● OPDRACHT:
Beantwoord de volgende vragen met behulp van de tekst over ‘Oumuamua.
(a) Op welke datum namen astronomen ‘Oumuamua waar in het zonnestelsel?
(b) Wat konden de astronomen bij het object niet vinden?
(c) Waardoor wordt een ruimtevaartuig met een lichtzeil aangedreven?

━━━━━ GEGEVEN TEKST

Ruimteschepen zenden flitsen uit
Wellicht hoeven we niet zo ver te zoeken om sporen te vinden van hightech buitenaardse wezens.
Want misschien komen ze wel naar ons. Op 19 oktober 2017 namen astronomen het eerste interstellaire object, ‘Oumuamua, waar in het zonnestelsel.
Het bewoog met een versnelling die je anders alleen ziet bij kometen. Maar omdat de astronomen geen komeetstaart konden vinden, vroeg Avi Loeb zich af of de acceleratie van een lichtzeil kwam.
Hierbij wordt de stralingsdruk van een lichtbron – zoals een laser – gebruikt om een ruimtevaartuig aan te drijven door het licht naar een reflecterend zeil te zenden.
De technologie stuwt ruimtevaartuigen veel sneller voort dan onze chemische raketten.
Misschien, zegt Loeb, heeft een buitenaardse beschaving de technologie al onder de knie en is ‘Oumuamua daar een ruimtevaartuig van.

━━━━━━━━━━
━━━━━ GEËXTRAHEERDE GEGEVENS

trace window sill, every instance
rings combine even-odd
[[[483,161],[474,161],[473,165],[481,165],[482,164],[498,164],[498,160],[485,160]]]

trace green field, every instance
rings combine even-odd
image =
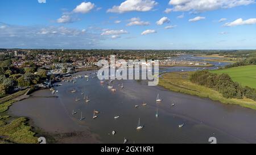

━━━━━━━━━━

● UITWERKING:
(a) Op 19 oktober 2017.
(b) Een komeetstaart.
(c) Door de stralingsdruk van een lichtbron, zoals een laser, waarvan het licht naar een reflecterend zeil wordt gezonden.